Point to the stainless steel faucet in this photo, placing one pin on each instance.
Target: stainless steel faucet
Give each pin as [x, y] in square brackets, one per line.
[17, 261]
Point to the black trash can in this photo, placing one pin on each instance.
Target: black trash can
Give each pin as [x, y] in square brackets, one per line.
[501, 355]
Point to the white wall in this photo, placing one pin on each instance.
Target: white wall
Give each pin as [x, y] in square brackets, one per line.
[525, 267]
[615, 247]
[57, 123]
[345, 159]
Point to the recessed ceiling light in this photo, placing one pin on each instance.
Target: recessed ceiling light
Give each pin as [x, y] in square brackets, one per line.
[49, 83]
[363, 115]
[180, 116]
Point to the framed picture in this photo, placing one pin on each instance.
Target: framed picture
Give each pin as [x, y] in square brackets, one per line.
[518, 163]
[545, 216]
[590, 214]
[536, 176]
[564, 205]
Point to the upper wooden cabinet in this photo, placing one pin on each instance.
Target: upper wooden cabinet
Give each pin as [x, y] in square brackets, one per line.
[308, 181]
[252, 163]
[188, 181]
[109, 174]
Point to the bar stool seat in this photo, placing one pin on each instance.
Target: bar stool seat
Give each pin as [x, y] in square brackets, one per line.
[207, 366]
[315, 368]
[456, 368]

■ ■ ■ ■ ■

WHAT THE TASK REQUIRES – Your task is to print all of the records exactly.

ANSWER BOX –
Point to the stainless steel faucet in this photo, placing one pin on each instance.
Target: stainless steel faucet
Give each pin as [x, y] in square brackets, one per line.
[17, 261]
Point to the black trash can in this photo, placing one pin on each instance.
Target: black trash can
Give each pin as [x, y] in square brackets, one per line.
[501, 355]
Point to the white wall in this photo, placing one pin on each instance.
Target: white wall
Give each pin as [x, y] in square brackets, one per line.
[525, 267]
[615, 247]
[57, 123]
[345, 159]
Point to the recessed ceiling light in this photo, placing one pin on each instance.
Target: recessed ceiling light
Give each pin as [x, y] in square brackets, one per line.
[49, 83]
[363, 115]
[180, 116]
Point to the framed picture in this photo, placing one pin on each instance.
Target: framed picture
Give each pin as [x, y] in square brackets, one per line.
[518, 163]
[545, 216]
[590, 214]
[536, 176]
[564, 205]
Point to the upper wooden cabinet in this photo, placing one pin on each instance.
Target: upper wooden cabinet
Give each pin as [x, y] in square brackets, one per line.
[308, 181]
[252, 163]
[188, 181]
[109, 174]
Point to the bar stool seat in this photo, placing one pin on each instance.
Target: bar stool seat
Give each pin as [x, y] in square brackets, one per line.
[207, 366]
[315, 368]
[456, 368]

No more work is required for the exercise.